TASK TO COMPLETE:
Every record should be copied exactly, except that pictures are to be omitted.

● ● ● ●

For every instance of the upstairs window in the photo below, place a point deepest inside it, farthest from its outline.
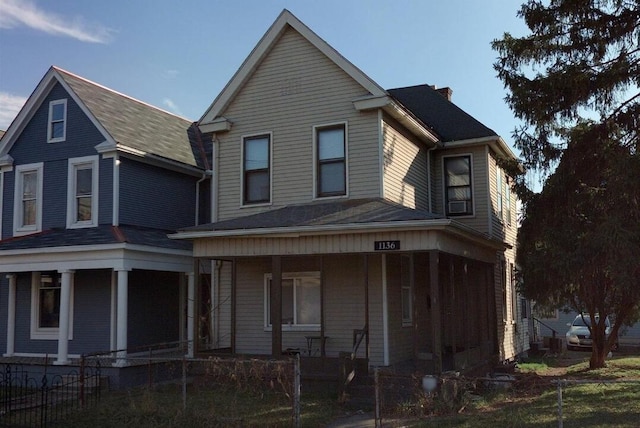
(507, 200)
(82, 192)
(27, 213)
(499, 193)
(331, 167)
(57, 127)
(457, 181)
(256, 169)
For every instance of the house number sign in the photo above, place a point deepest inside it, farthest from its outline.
(386, 245)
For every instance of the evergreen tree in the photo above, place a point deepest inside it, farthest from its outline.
(573, 82)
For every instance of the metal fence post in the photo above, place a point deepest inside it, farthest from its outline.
(560, 423)
(296, 392)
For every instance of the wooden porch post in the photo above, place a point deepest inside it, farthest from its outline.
(276, 306)
(234, 303)
(466, 303)
(436, 320)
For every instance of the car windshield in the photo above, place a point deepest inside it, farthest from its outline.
(586, 321)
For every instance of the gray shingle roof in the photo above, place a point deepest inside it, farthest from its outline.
(138, 125)
(322, 214)
(101, 235)
(449, 121)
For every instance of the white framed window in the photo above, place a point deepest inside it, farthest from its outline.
(499, 187)
(57, 123)
(45, 306)
(458, 192)
(27, 207)
(407, 291)
(82, 192)
(256, 169)
(300, 301)
(507, 200)
(330, 151)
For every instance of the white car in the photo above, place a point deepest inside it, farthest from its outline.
(578, 337)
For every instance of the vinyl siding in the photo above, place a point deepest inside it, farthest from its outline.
(172, 202)
(294, 89)
(405, 167)
(153, 320)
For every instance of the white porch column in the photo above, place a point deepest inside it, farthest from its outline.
(63, 327)
(121, 328)
(191, 301)
(11, 315)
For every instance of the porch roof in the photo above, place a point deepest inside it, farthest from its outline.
(317, 214)
(300, 229)
(101, 235)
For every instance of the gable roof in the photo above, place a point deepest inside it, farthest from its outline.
(127, 124)
(285, 20)
(449, 121)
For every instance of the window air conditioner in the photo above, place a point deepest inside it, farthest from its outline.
(458, 207)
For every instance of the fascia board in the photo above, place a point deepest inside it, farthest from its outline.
(265, 44)
(398, 112)
(295, 232)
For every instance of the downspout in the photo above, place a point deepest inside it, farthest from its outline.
(215, 161)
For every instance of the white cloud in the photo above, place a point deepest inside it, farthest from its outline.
(10, 105)
(16, 13)
(168, 103)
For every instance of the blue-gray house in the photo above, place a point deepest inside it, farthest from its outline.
(91, 182)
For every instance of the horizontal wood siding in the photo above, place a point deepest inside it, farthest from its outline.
(405, 167)
(294, 89)
(31, 146)
(91, 312)
(172, 204)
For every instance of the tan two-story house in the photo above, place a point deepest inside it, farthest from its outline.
(347, 218)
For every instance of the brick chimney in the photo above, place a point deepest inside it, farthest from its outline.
(445, 92)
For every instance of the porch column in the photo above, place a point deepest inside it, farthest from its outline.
(276, 306)
(11, 315)
(121, 321)
(191, 299)
(63, 326)
(436, 320)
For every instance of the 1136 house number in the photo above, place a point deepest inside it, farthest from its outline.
(386, 245)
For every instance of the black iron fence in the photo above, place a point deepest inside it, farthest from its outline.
(36, 399)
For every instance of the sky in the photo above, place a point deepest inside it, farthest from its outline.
(179, 54)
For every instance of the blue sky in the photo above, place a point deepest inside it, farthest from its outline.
(178, 55)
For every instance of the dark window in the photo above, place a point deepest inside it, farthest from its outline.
(256, 169)
(331, 161)
(457, 177)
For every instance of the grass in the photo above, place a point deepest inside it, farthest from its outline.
(532, 402)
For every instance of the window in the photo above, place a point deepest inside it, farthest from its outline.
(407, 291)
(57, 127)
(507, 200)
(499, 193)
(45, 306)
(331, 173)
(458, 199)
(300, 300)
(256, 169)
(82, 192)
(27, 213)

● ● ● ●

EXERCISE ANSWER:
For every instance of the upstairs window in the photo below, place a point deepest inside it, farthest from its outline.
(507, 200)
(82, 192)
(27, 213)
(499, 193)
(331, 167)
(57, 127)
(457, 181)
(256, 169)
For every instance of the house number sign in the photo above, place a point deepest inside it, farthest from its outline.
(386, 245)
For every instance of the evergreen tree in the photo above, place a point deepest inside it, farthest from its outline.
(573, 82)
For every instance of the metal fence post in the photo above, place a point deepest inside it, farthest from its outline.
(560, 423)
(296, 392)
For every instance of the wooden porch post in the photo above, place a point deepest inside it, farthest from its outline.
(276, 306)
(234, 303)
(466, 303)
(436, 320)
For every instance of the car windshield in the photo above, place a point deepest inside it, farthest from its outline.
(586, 321)
For every instance of the gray shingle roof in the photo above, place a point deepest inside it, farthest from its outline.
(138, 125)
(322, 214)
(101, 235)
(449, 121)
For every instance of the white framed window in the photo above, place a point deepest inside it, farthest from its outline.
(499, 187)
(57, 123)
(45, 306)
(458, 192)
(27, 207)
(407, 291)
(82, 192)
(256, 169)
(300, 301)
(507, 200)
(330, 151)
For every instance of the white car in the photo above, place a point deepest inside it, farthest from its outline.
(578, 337)
For every instance of the vinyl siding in the photo above, place a point deepest inside it, farthest from its outline.
(172, 202)
(294, 89)
(405, 167)
(153, 320)
For every instance of the white porch column in the photo above, place a point deepest inside it, farthest from its outline.
(63, 327)
(121, 328)
(191, 301)
(11, 315)
For every instance of the porch roof in the photo above, place a point deepest inside it, farthest from its outline.
(317, 214)
(300, 229)
(101, 235)
For every instance of the gable roof in the photo above, place a point deepest inside it, farthest from its outline.
(127, 124)
(285, 20)
(449, 121)
For every instance of the window air conditioner in the photo above, place a point deepest inside it, farthest from its outline.
(458, 207)
For every instance of the fascia board in the photo above, place a point deepest inside it, farthest from its outline.
(265, 44)
(398, 112)
(295, 232)
For every instance of the downspout in the photo above, place a point deepest inside it, farthest from its outline.
(215, 161)
For every instance of the white cloud in the photo above, place a point deepest inside it, farthest from its outline.
(10, 105)
(16, 13)
(168, 103)
For every instance of the blue-gray house in the photo above, place a point deepest inside it, farthest from its outline.
(91, 182)
For every instance of the horizontal wood siding in the photo above, place a point deepest inside it, farthest from its outline.
(405, 167)
(294, 89)
(31, 146)
(91, 312)
(172, 204)
For every instance of the tan two-story house in the photo above, place a point deepest inside it, farthest from its outline.
(347, 218)
For every instance of the brick chimney in the photo above, place a point deepest inside it, farthest from its outline.
(445, 92)
For every instance of the porch column in the photo above, place a point deepest inside it, farthest from its outline.
(276, 306)
(11, 315)
(121, 321)
(191, 299)
(63, 326)
(436, 320)
For every instance of the 1136 house number in the photo above, place a point deepest inside it, farthest from its outline.
(386, 245)
For every instance of the black iron fence in the photo above, place a point deepest inside it, farthest from its outline.
(36, 399)
For every instance of the sky in the photo above, place a point deepest inside it, farthest from its outline.
(179, 54)
For every instance of the blue sky in the photo above, place a point deepest inside it, farthest from its outline.
(178, 55)
For every instance of the dark window in the photo above, place a point deepest inside it, farthest from its outline.
(256, 169)
(331, 161)
(457, 177)
For every instance of the grass in the photo above, place a point deepest inside it, farthest from its outline.
(532, 402)
For every instance of the window in the photo above, place a point deepest inside it, farthest from its outline.
(407, 291)
(57, 127)
(507, 200)
(499, 193)
(45, 306)
(331, 173)
(458, 199)
(300, 300)
(256, 169)
(82, 192)
(27, 213)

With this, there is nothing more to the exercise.